Listed records:
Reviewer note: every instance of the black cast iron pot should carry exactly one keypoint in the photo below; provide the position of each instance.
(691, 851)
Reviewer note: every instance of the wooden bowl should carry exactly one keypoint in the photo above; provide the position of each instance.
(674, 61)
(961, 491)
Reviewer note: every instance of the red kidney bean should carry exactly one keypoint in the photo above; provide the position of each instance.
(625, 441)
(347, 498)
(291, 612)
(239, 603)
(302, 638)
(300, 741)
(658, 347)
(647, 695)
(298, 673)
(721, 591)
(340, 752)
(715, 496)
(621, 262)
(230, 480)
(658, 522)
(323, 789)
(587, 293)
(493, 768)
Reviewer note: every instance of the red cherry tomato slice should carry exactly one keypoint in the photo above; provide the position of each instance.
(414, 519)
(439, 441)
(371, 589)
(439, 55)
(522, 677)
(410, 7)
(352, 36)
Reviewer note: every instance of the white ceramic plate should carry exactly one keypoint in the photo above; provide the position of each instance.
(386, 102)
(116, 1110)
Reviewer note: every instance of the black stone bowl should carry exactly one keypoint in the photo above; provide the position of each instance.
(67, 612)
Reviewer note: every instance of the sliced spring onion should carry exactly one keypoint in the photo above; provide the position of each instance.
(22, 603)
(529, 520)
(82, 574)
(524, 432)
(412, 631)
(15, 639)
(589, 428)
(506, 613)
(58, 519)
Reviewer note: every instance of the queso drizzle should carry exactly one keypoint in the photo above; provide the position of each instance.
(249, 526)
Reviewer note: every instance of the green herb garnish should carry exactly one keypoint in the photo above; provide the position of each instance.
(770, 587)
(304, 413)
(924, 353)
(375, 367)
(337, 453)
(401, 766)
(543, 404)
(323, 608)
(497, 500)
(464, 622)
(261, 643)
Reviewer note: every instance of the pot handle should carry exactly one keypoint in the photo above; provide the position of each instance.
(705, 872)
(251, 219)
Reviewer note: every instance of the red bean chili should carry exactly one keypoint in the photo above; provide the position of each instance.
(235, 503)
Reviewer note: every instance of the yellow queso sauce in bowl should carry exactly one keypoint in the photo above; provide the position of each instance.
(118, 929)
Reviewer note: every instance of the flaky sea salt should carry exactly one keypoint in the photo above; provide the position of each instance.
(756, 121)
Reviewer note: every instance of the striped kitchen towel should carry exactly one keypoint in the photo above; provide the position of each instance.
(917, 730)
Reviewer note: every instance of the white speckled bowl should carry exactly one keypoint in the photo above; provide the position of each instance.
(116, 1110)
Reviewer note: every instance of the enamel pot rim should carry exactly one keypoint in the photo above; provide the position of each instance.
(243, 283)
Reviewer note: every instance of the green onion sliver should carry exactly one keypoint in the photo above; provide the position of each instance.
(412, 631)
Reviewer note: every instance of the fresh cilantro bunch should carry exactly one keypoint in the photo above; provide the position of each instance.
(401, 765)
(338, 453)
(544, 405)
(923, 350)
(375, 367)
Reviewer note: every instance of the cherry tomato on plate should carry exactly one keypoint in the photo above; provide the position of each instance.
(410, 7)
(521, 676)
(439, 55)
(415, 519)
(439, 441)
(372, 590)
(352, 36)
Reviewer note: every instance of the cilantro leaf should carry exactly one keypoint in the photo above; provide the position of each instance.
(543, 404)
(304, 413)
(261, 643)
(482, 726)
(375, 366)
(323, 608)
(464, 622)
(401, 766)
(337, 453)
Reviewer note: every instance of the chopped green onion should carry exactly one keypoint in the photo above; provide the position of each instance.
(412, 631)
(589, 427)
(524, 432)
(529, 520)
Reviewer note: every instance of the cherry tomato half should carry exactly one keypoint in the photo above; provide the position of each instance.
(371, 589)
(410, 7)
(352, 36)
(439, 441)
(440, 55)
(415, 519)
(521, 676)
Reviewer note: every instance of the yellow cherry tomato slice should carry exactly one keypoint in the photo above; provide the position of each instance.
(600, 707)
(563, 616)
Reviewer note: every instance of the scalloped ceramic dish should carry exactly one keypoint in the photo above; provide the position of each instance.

What to do:
Convert every line of the entries above into a JSON list of strings, one string per line, leaving out any blank lines.

Solved problem:
[
  "Reviewer note: every instance of the black cast iron pot should carry exactly one keypoint in the photo below; provide the position of each instance.",
  "(691, 851)",
  "Reviewer note: every instance of the wooden bowl should carry exactly one keypoint in the photo above; provide the position of each instance.",
  "(674, 61)",
  "(961, 491)",
  "Reviewer note: every instance of the red kidney bean should carry exactly one keypoint in the photo above; provide the position of each instance.",
  "(625, 441)",
  "(347, 498)",
  "(291, 612)",
  "(239, 603)",
  "(302, 638)",
  "(300, 741)",
  "(658, 347)",
  "(647, 695)",
  "(298, 673)",
  "(721, 591)",
  "(340, 752)",
  "(715, 496)",
  "(621, 262)",
  "(230, 480)",
  "(658, 522)",
  "(323, 789)",
  "(587, 293)",
  "(493, 768)",
  "Reviewer note: every instance of the red cherry tomato slice should carry exactly one keypoint in the photo above; provide the position of each instance.",
  "(414, 519)",
  "(439, 441)",
  "(371, 589)",
  "(439, 55)",
  "(522, 677)",
  "(410, 7)",
  "(352, 36)",
  "Reviewer note: every instance of the white ceramic plate should carry exactly one keypoint in the photo above; provide the position of each instance.",
  "(386, 102)",
  "(116, 1110)",
  "Reviewer note: every instance of the black stone bowl should carry exactly one keypoint in the photo above; provide the position of each instance.",
  "(67, 612)",
  "Reviewer note: every instance of the sliced spring onion should carry exactly one keypoint in the photo above; provide the position of each instance.",
  "(22, 603)",
  "(529, 520)",
  "(82, 574)",
  "(524, 432)",
  "(412, 631)",
  "(15, 639)",
  "(589, 428)",
  "(506, 613)",
  "(58, 519)",
  "Reviewer note: every instance of the queso drizzle should carry exactly one keypoint in the photo above; provide the position of each instance.",
  "(249, 526)",
  "Reviewer note: every instance of the green herb garnish should carry exactly one keypoint in the photo above; provide the position of each instance.",
  "(770, 587)",
  "(304, 413)",
  "(924, 353)",
  "(375, 367)",
  "(337, 453)",
  "(401, 766)",
  "(543, 404)",
  "(323, 608)",
  "(497, 500)",
  "(464, 622)",
  "(261, 643)",
  "Reviewer note: every instance of the pot handle should carry exactly one keypoint in the photo above; provide the position of each instance.",
  "(705, 872)",
  "(251, 219)",
  "Reviewer note: every instance of the red bean chili should carry exactly one keypoint in the photo above; provide the position of each instance.",
  "(235, 503)",
  "Reviewer note: every instance of the yellow queso sauce in bowl should carry exactly one keypoint in the photo above; provide the position of each instance.",
  "(118, 929)",
  "Reviewer note: every instance of the flaky sea salt should carry exactly one keypoint in the photo above; provide the position of each instance.",
  "(756, 121)",
  "Reviewer note: every instance of the striped kitchen towel should carry exactly one keypoint in the photo above; provide the position of each instance.",
  "(917, 730)",
  "Reviewer note: every instance of the white speckled bowl should carry exactly one keypoint in the photo above; provide the position of each instance.",
  "(116, 1110)",
  "Reviewer note: every instance of the enamel pot rim should carry exactly one keypoint in the photo above; provide the position of each instance.",
  "(243, 283)",
  "Reviewer note: every instance of the green onion sliver should carry exactly one keypoint in the photo above; provide the position of each instance.",
  "(412, 631)",
  "Reviewer note: every instance of the fresh cilantro bunch should carry exactly one keypoint in the photo above; provide the position of each instance.",
  "(401, 765)",
  "(338, 453)",
  "(544, 405)",
  "(923, 350)",
  "(375, 367)",
  "Reviewer note: every instance of the cherry tomato on plate should carry exactly one keypoint in the photo above; provide the position of each instance.",
  "(410, 7)",
  "(521, 676)",
  "(439, 55)",
  "(415, 519)",
  "(439, 441)",
  "(372, 590)",
  "(352, 36)",
  "Reviewer note: every instance of the cilantro leaf should carry exactly one keypoint in the photo above; provide the position of each instance.",
  "(543, 404)",
  "(304, 413)",
  "(261, 643)",
  "(482, 726)",
  "(375, 366)",
  "(323, 608)",
  "(464, 622)",
  "(401, 766)",
  "(337, 453)",
  "Reviewer note: every instance of the chopped green onion should carry exactly one keypoint in the photo above; provide the position of each instance.",
  "(412, 631)",
  "(589, 427)",
  "(524, 432)",
  "(529, 520)",
  "Reviewer note: every instance of the cherry tomato half should carry exactly one keypoint in the photo above; provide the position of each instance.",
  "(371, 589)",
  "(410, 7)",
  "(352, 36)",
  "(439, 441)",
  "(440, 55)",
  "(415, 519)",
  "(521, 676)",
  "Reviewer note: every instance of the yellow cherry tomato slice should carry exactly one keypoint in the photo above; provide the position of each instance.",
  "(600, 707)",
  "(563, 616)",
  "Reviewer note: every instance of the scalloped ceramic dish should carry exactly one keypoint in the photo above; provide the position of each instance."
]